═══ Selection ═══
Beam scattering and wavefront distortion have always been an arduous hurdle for free-space optical communications. We demonstrate video communication assisted by laser filamentation through a cloud chamber, benefiting from the shock-wave-induced low-density channel. The optical power measured at the receiver exhibits periodic fluctuations dependent on the repetition rate of ultrashort pulse laser. Thus, to stabilize the communication quality, an automatic gain control unit is necessary. The analyses of receiver power, intensity distribution and eye diagram prove the effectiveness of this method. A scheme for long-distance applications has also been proposed.

Introduction

Owing to their large-bandwidth, high data security, license-free spectrum and ease of deployment, free-space optical (FSO) communications have been applied to various areas including laser satellite communications, secure communication and 5G back-haul wireless networks. One of the inevitable problems that should be considered for practical applications is that harsh environments (such as the cloudy and foggy ones) are about to severely degrade the system performances. Unfortunately, conventional optical communication methods, such as high power transmission [1], relay-assisted systems [2], [3], [4], adaptive optics [5], RF/FSO hybrid systems [6], multiple-input multiple-output (MIMO) [7], are normally accompanied with the unwanted issues such as high power induced nonlinearity [8] and system complexity [9]. Some studies attempted to employ high-power CO2 lasers to evaporate water droplets in foggy environment. However, the required high laser power limits the applications of this method [10], [11], [12], [13]. More interestingly, femtosecond laser may provide a promising scheme to tackle the above issue [11]. As a femtosecond pulse is propagating in air, the dynamic balance between Kerr self-focusing and defocusing in plasma will lead to the emergence of filamentation [14]. Due to its highly clamped intensity (~5 × 1013 W·cm−2 @800 nm), low average power and unique nonlinear process, laser filaments has found various applications in the fields of atmospheric remote sensing [15], [16], [17], weather control [18], guiding lightning [19], [20], intense few-cycle laser fields [21], [22] and terahertz radiation sources [23], [24], etc.
═══ Data to process ═══
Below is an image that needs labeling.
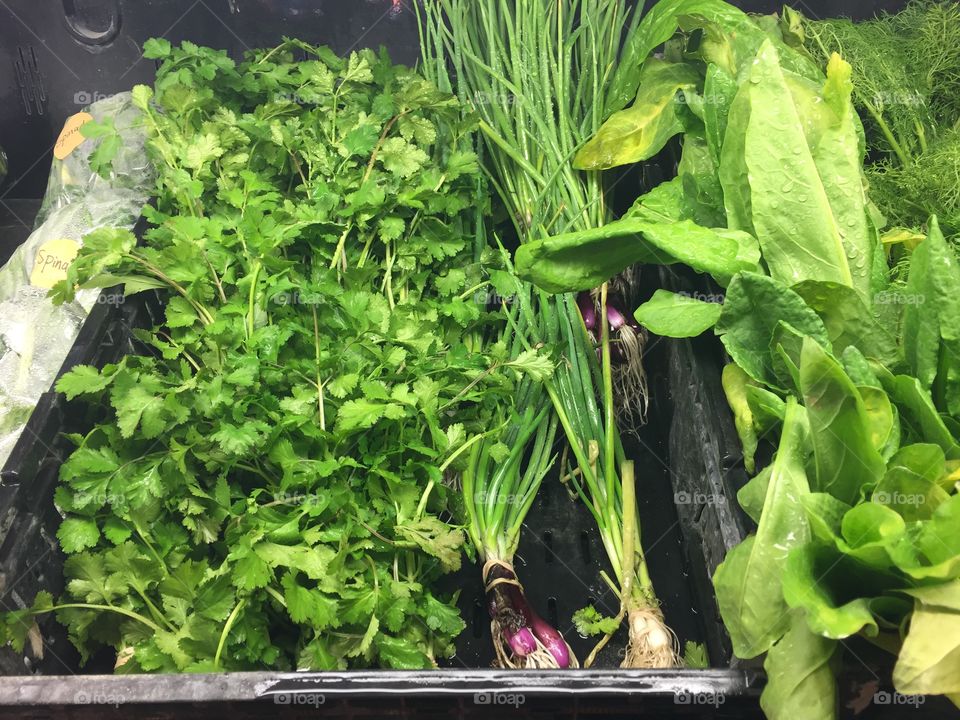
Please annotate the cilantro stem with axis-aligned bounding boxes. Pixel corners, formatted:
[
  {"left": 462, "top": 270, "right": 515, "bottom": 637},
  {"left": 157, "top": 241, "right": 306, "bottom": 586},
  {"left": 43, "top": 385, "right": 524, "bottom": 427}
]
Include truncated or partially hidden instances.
[
  {"left": 213, "top": 599, "right": 247, "bottom": 670},
  {"left": 310, "top": 305, "right": 327, "bottom": 431},
  {"left": 360, "top": 110, "right": 409, "bottom": 187},
  {"left": 600, "top": 283, "right": 617, "bottom": 514},
  {"left": 45, "top": 603, "right": 163, "bottom": 632},
  {"left": 247, "top": 260, "right": 263, "bottom": 340},
  {"left": 330, "top": 225, "right": 352, "bottom": 270},
  {"left": 130, "top": 252, "right": 213, "bottom": 325},
  {"left": 863, "top": 100, "right": 910, "bottom": 167}
]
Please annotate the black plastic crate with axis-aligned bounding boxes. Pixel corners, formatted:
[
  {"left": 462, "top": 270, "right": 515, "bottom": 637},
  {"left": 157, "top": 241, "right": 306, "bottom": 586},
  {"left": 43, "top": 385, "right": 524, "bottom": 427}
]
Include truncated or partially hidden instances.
[{"left": 0, "top": 0, "right": 939, "bottom": 720}]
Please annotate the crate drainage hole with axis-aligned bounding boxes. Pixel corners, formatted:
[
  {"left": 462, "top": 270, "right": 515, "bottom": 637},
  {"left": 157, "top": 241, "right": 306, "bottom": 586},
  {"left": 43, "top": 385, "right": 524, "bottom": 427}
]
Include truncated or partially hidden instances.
[
  {"left": 580, "top": 530, "right": 593, "bottom": 565},
  {"left": 470, "top": 599, "right": 487, "bottom": 638},
  {"left": 543, "top": 530, "right": 554, "bottom": 565},
  {"left": 547, "top": 597, "right": 560, "bottom": 627}
]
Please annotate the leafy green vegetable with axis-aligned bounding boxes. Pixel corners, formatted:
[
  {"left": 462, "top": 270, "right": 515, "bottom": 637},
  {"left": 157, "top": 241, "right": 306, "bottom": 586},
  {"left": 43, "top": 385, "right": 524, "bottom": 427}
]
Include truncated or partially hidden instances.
[
  {"left": 573, "top": 58, "right": 700, "bottom": 170},
  {"left": 635, "top": 290, "right": 720, "bottom": 337},
  {"left": 716, "top": 273, "right": 830, "bottom": 386},
  {"left": 720, "top": 41, "right": 875, "bottom": 298},
  {"left": 4, "top": 40, "right": 524, "bottom": 672},
  {"left": 713, "top": 401, "right": 810, "bottom": 658},
  {"left": 893, "top": 580, "right": 960, "bottom": 695},
  {"left": 800, "top": 338, "right": 884, "bottom": 504},
  {"left": 760, "top": 613, "right": 837, "bottom": 720}
]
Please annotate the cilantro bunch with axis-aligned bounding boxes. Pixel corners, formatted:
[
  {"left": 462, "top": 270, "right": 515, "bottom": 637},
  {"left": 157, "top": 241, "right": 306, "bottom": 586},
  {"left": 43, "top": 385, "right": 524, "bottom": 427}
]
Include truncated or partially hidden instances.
[{"left": 0, "top": 40, "right": 518, "bottom": 672}]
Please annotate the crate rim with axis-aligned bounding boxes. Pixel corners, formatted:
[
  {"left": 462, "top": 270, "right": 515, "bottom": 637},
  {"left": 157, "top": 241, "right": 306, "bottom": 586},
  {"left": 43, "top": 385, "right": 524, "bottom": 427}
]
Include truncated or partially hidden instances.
[{"left": 0, "top": 669, "right": 763, "bottom": 707}]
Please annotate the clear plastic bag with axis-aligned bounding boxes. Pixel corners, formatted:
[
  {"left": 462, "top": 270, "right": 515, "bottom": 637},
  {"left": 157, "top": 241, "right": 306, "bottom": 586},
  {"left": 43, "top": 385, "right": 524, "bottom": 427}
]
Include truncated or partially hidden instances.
[{"left": 0, "top": 93, "right": 154, "bottom": 467}]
═══
- **Work to do**
**1)** Copy out the passage on laser filamentation for free-space optical communication word for word, from start to end.
**2)** How many lines in the rows contain the word "plastic"? Reply with the number alone.

- **Exercise solutions**
**1)**
Beam scattering and wavefront distortion have always been an arduous hurdle for free-space optical communications. We demonstrate video communication assisted by laser filamentation through a cloud chamber, benefiting from the shock-wave-induced low-density channel. The optical power measured at the receiver exhibits periodic fluctuations dependent on the repetition rate of ultrashort pulse laser. Thus, to stabilize the communication quality, an automatic gain control unit is necessary. The analyses of receiver power, intensity distribution and eye diagram prove the effectiveness of this method. A scheme for long-distance applications has also been proposed.

Introduction

Owing to their large-bandwidth, high data security, license-free spectrum and ease of deployment, free-space optical (FSO) communications have been applied to various areas including laser satellite communications, secure communication and 5G back-haul wireless networks. One of the inevitable problems that should be considered for practical applications is that harsh environments (such as the cloudy and foggy ones) are about to severely degrade the system performances. Unfortunately, conventional optical communication methods, such as high power transmission [1], relay-assisted systems [2], [3], [4], adaptive optics [5], RF/FSO hybrid systems [6], multiple-input multiple-output (MIMO) [7], are normally accompanied with the unwanted issues such as high power induced nonlinearity [8] and system complexity [9]. Some studies attempted to employ high-power CO2 lasers to evaporate water droplets in foggy environment. However, the required high laser power limits the applications of this method [10], [11], [12], [13]. More interestingly, femtosecond laser may provide a promising scheme to tackle the above issue [11]. As a femtosecond pulse is propagating in air, the dynamic balance between Kerr self-focusing and defocusing in plasma will lead to the emergence of filamentation [14]. Due to its highly clamped intensity (~5 × 1013 W·cm−2 @800 nm), low average power and unique nonlinear process, laser filaments has found various applications in the fields of atmospheric remote sensing [15], [16], [17], weather control [18], guiding lightning [19], [20], intense few-cycle laser fields [21], [22] and terahertz radiation sources [23], [24], etc.

**2)** 2